SET PROBLEM -
Write out the material from the line with "Challenge: find the brown" up to and including the last line of the material, renaming "twig" as "branch" and keeping everything else the same.

[Start RECORDS FOR THIS TASK]

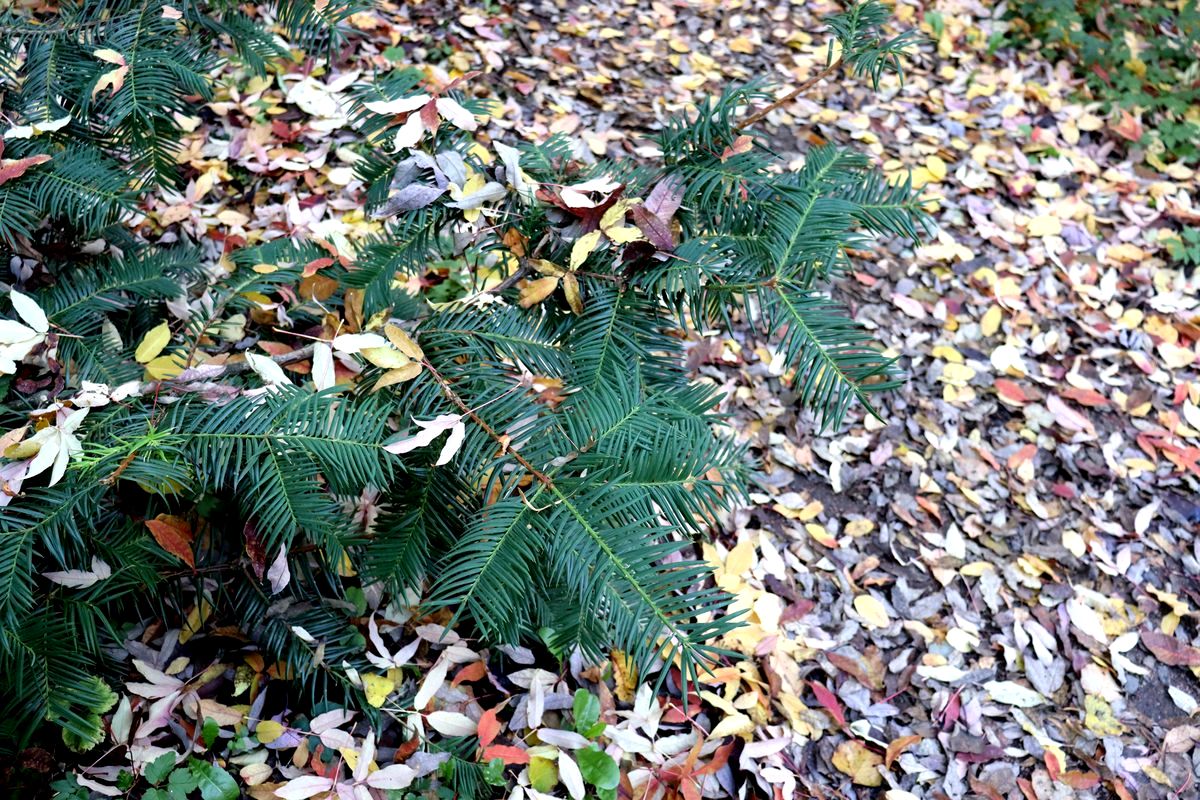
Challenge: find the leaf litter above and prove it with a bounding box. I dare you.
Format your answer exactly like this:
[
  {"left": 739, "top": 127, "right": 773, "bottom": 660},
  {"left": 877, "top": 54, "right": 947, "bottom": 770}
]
[{"left": 35, "top": 0, "right": 1200, "bottom": 800}]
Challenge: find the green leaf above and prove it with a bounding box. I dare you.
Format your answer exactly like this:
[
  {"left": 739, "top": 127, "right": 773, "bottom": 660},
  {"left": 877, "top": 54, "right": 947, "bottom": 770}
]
[
  {"left": 142, "top": 753, "right": 175, "bottom": 786},
  {"left": 575, "top": 746, "right": 620, "bottom": 790},
  {"left": 167, "top": 769, "right": 199, "bottom": 800},
  {"left": 529, "top": 756, "right": 558, "bottom": 794},
  {"left": 484, "top": 758, "right": 506, "bottom": 786},
  {"left": 200, "top": 717, "right": 221, "bottom": 747},
  {"left": 571, "top": 688, "right": 600, "bottom": 733},
  {"left": 187, "top": 762, "right": 239, "bottom": 800}
]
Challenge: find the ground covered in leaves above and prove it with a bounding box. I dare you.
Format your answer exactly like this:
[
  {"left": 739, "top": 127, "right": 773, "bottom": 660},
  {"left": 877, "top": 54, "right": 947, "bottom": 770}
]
[{"left": 28, "top": 0, "right": 1200, "bottom": 800}]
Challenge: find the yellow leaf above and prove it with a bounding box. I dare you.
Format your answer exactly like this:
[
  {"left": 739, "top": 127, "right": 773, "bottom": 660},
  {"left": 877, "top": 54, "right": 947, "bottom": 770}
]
[
  {"left": 612, "top": 650, "right": 637, "bottom": 703},
  {"left": 383, "top": 325, "right": 425, "bottom": 361},
  {"left": 708, "top": 711, "right": 754, "bottom": 739},
  {"left": 374, "top": 361, "right": 421, "bottom": 391},
  {"left": 359, "top": 347, "right": 412, "bottom": 369},
  {"left": 254, "top": 720, "right": 283, "bottom": 745},
  {"left": 725, "top": 537, "right": 755, "bottom": 575},
  {"left": 854, "top": 595, "right": 892, "bottom": 627},
  {"left": 730, "top": 36, "right": 754, "bottom": 55},
  {"left": 146, "top": 353, "right": 185, "bottom": 380},
  {"left": 1084, "top": 694, "right": 1126, "bottom": 736},
  {"left": 91, "top": 67, "right": 130, "bottom": 97},
  {"left": 517, "top": 277, "right": 558, "bottom": 308},
  {"left": 529, "top": 258, "right": 566, "bottom": 278},
  {"left": 842, "top": 518, "right": 875, "bottom": 536},
  {"left": 133, "top": 323, "right": 170, "bottom": 363},
  {"left": 604, "top": 225, "right": 644, "bottom": 245},
  {"left": 362, "top": 674, "right": 396, "bottom": 709},
  {"left": 833, "top": 739, "right": 883, "bottom": 786},
  {"left": 566, "top": 230, "right": 601, "bottom": 272},
  {"left": 563, "top": 272, "right": 583, "bottom": 315},
  {"left": 979, "top": 305, "right": 1004, "bottom": 336},
  {"left": 925, "top": 156, "right": 946, "bottom": 181},
  {"left": 1025, "top": 213, "right": 1062, "bottom": 236},
  {"left": 804, "top": 522, "right": 838, "bottom": 548}
]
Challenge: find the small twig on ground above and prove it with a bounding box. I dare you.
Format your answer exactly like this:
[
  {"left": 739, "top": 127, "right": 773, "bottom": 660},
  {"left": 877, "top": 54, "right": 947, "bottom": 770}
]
[{"left": 736, "top": 59, "right": 841, "bottom": 132}]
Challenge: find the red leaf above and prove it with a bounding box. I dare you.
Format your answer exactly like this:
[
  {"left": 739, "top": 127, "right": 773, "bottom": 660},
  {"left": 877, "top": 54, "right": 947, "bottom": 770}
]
[
  {"left": 145, "top": 513, "right": 196, "bottom": 570},
  {"left": 942, "top": 690, "right": 962, "bottom": 730},
  {"left": 450, "top": 661, "right": 487, "bottom": 686},
  {"left": 1141, "top": 631, "right": 1200, "bottom": 667},
  {"left": 1058, "top": 771, "right": 1100, "bottom": 789},
  {"left": 642, "top": 176, "right": 683, "bottom": 222},
  {"left": 475, "top": 710, "right": 501, "bottom": 752},
  {"left": 721, "top": 134, "right": 754, "bottom": 162},
  {"left": 809, "top": 680, "right": 846, "bottom": 728},
  {"left": 632, "top": 205, "right": 674, "bottom": 249},
  {"left": 482, "top": 745, "right": 529, "bottom": 764},
  {"left": 0, "top": 152, "right": 50, "bottom": 186}
]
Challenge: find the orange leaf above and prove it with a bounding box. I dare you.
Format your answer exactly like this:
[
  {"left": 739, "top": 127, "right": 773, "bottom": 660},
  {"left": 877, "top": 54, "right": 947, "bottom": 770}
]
[
  {"left": 721, "top": 134, "right": 754, "bottom": 162},
  {"left": 883, "top": 734, "right": 922, "bottom": 769},
  {"left": 1058, "top": 771, "right": 1100, "bottom": 789},
  {"left": 0, "top": 152, "right": 50, "bottom": 186},
  {"left": 809, "top": 680, "right": 846, "bottom": 728},
  {"left": 1109, "top": 108, "right": 1142, "bottom": 142},
  {"left": 145, "top": 513, "right": 196, "bottom": 570},
  {"left": 475, "top": 705, "right": 501, "bottom": 752},
  {"left": 482, "top": 745, "right": 529, "bottom": 764}
]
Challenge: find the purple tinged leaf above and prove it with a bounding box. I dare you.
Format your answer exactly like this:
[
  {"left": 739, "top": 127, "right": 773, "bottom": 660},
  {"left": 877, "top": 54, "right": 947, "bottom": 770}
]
[
  {"left": 642, "top": 176, "right": 683, "bottom": 221},
  {"left": 632, "top": 205, "right": 674, "bottom": 251}
]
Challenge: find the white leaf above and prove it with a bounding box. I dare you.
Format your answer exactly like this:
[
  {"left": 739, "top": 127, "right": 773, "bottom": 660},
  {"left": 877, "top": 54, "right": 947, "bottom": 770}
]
[
  {"left": 8, "top": 289, "right": 50, "bottom": 333},
  {"left": 362, "top": 95, "right": 430, "bottom": 116},
  {"left": 334, "top": 333, "right": 388, "bottom": 353},
  {"left": 559, "top": 176, "right": 620, "bottom": 209},
  {"left": 110, "top": 694, "right": 133, "bottom": 745},
  {"left": 308, "top": 709, "right": 354, "bottom": 735},
  {"left": 312, "top": 342, "right": 337, "bottom": 391},
  {"left": 275, "top": 775, "right": 334, "bottom": 800},
  {"left": 446, "top": 181, "right": 509, "bottom": 211},
  {"left": 1133, "top": 498, "right": 1160, "bottom": 536},
  {"left": 426, "top": 711, "right": 479, "bottom": 736},
  {"left": 983, "top": 680, "right": 1046, "bottom": 709},
  {"left": 558, "top": 751, "right": 587, "bottom": 800},
  {"left": 383, "top": 414, "right": 466, "bottom": 455},
  {"left": 492, "top": 142, "right": 538, "bottom": 201},
  {"left": 292, "top": 625, "right": 317, "bottom": 644},
  {"left": 433, "top": 422, "right": 467, "bottom": 467},
  {"left": 392, "top": 114, "right": 425, "bottom": 151},
  {"left": 246, "top": 353, "right": 292, "bottom": 385},
  {"left": 352, "top": 729, "right": 374, "bottom": 781},
  {"left": 320, "top": 728, "right": 354, "bottom": 750},
  {"left": 266, "top": 545, "right": 292, "bottom": 595},
  {"left": 413, "top": 658, "right": 450, "bottom": 710},
  {"left": 438, "top": 97, "right": 479, "bottom": 131},
  {"left": 367, "top": 764, "right": 416, "bottom": 789},
  {"left": 42, "top": 555, "right": 113, "bottom": 589}
]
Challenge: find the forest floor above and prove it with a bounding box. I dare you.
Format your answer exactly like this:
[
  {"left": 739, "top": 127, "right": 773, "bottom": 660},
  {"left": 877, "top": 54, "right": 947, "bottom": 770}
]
[{"left": 44, "top": 0, "right": 1200, "bottom": 800}]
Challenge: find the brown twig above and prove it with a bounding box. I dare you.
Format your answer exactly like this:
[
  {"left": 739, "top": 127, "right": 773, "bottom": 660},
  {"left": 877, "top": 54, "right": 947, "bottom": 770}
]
[
  {"left": 421, "top": 360, "right": 554, "bottom": 488},
  {"left": 733, "top": 59, "right": 841, "bottom": 132}
]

[End RECORDS FOR THIS TASK]

ANSWER FOR THIS EXERCISE -
Challenge: find the brown branch above and prove it with a bounding box. I dare you.
Format your answer exactly like this:
[
  {"left": 739, "top": 127, "right": 773, "bottom": 660},
  {"left": 877, "top": 54, "right": 947, "bottom": 770}
]
[
  {"left": 421, "top": 360, "right": 554, "bottom": 488},
  {"left": 733, "top": 59, "right": 841, "bottom": 132}
]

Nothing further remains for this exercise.